**What you will do**
Identify every line of the material below that contains the word "long", and copy each of those lines.

[Data drawn from a collection]
[Start]
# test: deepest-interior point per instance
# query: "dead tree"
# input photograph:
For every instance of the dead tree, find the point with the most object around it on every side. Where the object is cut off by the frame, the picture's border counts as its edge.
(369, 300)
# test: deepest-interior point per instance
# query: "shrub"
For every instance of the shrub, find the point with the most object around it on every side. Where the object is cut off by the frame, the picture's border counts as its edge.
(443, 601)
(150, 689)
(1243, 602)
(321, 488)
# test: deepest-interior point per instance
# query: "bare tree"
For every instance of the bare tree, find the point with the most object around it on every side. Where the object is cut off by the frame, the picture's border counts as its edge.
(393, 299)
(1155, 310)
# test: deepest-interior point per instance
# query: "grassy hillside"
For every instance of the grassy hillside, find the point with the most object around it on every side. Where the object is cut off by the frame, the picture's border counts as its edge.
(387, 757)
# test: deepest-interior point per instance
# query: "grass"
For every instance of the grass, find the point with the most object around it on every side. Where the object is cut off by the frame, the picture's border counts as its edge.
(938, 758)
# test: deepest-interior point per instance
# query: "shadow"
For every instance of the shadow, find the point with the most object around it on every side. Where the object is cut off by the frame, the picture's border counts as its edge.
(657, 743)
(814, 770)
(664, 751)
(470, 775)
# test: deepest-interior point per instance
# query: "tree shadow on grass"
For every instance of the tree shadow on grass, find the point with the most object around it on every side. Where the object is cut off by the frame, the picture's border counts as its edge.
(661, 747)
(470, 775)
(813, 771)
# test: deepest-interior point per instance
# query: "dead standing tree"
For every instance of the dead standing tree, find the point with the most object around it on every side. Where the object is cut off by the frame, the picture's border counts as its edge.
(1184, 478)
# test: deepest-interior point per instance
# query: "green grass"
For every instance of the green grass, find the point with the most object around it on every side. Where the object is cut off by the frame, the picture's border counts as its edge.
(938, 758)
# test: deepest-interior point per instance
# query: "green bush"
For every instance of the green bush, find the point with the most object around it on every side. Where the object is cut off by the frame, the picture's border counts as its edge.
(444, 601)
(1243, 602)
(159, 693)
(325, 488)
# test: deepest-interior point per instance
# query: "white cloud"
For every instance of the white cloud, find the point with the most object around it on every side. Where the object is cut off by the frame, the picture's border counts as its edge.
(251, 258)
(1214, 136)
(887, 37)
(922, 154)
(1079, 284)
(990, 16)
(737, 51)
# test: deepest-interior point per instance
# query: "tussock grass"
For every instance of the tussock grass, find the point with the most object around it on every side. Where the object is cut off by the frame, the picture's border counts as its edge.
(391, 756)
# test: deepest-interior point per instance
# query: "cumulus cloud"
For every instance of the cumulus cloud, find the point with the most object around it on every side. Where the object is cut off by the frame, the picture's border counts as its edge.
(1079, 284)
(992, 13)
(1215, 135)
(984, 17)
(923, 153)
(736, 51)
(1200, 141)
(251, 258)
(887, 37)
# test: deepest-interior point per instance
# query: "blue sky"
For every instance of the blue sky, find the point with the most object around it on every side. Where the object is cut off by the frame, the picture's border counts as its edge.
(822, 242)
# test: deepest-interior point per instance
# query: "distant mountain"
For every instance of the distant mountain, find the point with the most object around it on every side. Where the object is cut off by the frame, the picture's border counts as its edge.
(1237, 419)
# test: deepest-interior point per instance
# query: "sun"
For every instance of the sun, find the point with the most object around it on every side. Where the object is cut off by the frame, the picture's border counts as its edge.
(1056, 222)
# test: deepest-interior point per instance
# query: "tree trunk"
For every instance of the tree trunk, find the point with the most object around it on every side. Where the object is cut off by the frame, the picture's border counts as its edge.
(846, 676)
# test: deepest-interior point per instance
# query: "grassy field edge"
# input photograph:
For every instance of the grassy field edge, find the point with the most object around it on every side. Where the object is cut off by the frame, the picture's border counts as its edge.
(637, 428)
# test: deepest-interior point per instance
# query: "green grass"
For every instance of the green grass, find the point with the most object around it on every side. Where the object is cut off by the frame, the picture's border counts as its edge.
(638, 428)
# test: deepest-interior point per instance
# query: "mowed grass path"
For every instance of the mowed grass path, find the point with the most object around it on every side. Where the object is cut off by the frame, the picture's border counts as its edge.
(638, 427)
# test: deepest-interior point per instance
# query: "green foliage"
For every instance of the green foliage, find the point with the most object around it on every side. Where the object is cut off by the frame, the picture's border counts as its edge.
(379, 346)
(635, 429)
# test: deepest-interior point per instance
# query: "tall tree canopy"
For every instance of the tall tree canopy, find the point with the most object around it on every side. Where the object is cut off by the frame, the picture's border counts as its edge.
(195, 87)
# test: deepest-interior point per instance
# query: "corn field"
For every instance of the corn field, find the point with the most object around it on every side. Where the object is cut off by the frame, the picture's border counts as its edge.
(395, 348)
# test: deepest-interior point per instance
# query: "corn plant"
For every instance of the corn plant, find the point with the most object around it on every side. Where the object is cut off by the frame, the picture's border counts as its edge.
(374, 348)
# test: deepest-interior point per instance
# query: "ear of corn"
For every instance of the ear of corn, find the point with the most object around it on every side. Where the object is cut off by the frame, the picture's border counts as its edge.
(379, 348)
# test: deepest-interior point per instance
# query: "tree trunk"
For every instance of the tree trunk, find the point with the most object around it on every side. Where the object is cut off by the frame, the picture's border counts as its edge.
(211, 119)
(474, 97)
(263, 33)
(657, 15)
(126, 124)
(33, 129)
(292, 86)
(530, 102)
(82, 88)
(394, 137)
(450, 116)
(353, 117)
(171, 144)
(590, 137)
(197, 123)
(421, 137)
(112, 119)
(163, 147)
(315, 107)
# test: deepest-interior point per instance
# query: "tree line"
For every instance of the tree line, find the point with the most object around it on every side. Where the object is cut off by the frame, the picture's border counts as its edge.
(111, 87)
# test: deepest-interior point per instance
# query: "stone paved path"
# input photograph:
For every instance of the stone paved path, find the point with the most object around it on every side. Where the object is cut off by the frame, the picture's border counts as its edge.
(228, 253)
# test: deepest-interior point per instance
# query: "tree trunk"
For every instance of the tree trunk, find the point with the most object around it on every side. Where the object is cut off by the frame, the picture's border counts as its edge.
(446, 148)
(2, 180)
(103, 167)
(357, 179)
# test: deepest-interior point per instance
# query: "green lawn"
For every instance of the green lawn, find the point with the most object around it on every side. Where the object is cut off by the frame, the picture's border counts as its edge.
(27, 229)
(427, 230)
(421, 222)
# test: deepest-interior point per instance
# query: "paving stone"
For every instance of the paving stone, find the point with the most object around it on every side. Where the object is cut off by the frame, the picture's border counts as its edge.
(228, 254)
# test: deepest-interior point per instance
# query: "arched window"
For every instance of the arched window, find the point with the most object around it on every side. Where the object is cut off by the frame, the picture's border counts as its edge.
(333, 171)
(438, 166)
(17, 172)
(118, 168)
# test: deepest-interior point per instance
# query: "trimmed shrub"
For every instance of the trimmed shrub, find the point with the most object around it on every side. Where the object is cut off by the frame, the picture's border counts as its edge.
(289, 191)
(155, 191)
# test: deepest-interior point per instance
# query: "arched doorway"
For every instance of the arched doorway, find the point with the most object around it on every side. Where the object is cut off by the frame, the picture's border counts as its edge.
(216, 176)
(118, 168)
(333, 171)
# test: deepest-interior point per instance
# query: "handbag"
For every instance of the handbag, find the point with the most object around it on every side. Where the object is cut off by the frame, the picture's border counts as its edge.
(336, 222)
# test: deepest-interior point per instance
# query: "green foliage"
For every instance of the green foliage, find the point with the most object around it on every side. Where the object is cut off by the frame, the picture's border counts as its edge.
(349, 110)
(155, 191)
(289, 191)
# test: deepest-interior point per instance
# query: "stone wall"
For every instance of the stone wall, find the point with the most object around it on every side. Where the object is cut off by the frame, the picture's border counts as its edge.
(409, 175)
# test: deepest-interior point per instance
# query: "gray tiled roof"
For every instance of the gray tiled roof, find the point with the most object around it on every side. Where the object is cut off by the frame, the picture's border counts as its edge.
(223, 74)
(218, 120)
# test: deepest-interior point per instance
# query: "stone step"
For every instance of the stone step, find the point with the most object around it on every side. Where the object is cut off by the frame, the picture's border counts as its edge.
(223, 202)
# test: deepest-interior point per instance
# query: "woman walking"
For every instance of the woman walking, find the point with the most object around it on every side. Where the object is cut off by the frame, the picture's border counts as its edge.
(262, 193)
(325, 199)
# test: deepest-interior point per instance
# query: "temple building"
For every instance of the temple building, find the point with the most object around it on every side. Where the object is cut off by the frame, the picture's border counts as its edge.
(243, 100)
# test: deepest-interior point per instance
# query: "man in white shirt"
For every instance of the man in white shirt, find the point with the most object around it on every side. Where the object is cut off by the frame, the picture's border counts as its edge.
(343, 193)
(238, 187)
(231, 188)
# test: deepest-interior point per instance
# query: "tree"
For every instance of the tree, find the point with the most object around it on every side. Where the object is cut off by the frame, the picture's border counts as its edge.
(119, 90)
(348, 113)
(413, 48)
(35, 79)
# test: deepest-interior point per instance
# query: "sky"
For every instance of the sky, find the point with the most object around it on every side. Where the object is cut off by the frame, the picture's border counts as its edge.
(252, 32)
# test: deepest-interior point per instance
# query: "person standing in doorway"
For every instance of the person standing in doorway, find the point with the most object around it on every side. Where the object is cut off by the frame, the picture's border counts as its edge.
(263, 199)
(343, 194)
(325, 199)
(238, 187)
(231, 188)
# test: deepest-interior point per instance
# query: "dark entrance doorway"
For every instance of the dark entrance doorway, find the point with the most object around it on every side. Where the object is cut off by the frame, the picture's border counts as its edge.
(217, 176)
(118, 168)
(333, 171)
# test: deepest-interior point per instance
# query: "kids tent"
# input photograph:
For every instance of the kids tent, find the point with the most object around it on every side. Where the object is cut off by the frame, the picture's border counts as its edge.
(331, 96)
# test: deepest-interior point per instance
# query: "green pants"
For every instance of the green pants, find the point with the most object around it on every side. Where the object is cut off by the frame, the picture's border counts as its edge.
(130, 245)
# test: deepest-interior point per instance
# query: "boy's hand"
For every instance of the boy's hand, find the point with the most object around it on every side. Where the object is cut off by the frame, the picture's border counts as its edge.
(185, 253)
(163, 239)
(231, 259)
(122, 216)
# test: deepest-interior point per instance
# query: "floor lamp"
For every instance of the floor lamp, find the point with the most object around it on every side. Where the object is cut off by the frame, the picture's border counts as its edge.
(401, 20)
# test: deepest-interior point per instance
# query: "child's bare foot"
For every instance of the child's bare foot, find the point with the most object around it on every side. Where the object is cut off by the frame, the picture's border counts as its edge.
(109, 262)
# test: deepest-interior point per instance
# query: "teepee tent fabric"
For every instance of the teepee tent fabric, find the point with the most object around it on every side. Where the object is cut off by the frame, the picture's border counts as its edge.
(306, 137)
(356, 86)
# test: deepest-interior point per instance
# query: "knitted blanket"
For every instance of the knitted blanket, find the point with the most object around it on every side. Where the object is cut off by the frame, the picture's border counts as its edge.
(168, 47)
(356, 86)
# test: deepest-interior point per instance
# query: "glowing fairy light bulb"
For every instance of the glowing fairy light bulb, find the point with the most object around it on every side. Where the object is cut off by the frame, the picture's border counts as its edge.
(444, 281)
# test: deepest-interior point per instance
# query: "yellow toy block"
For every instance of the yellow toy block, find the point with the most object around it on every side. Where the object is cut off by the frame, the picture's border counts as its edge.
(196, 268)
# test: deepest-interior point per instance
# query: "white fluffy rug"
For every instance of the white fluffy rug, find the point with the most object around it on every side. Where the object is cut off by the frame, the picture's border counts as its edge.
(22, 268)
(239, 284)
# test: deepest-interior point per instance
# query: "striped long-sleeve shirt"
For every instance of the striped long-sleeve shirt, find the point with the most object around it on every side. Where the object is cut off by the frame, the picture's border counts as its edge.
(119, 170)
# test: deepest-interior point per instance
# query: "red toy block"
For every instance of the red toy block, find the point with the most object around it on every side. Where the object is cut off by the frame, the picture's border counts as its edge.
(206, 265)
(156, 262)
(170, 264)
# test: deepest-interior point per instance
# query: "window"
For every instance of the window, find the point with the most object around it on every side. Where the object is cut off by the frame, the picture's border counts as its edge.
[End]
**The solution**
# query: "striped long-sleeve shirt"
For every instance of the striped long-sleeve shirt, find the point with the most object around it on every side. Where the object is cut off by the frame, the picture's border counts as its edge.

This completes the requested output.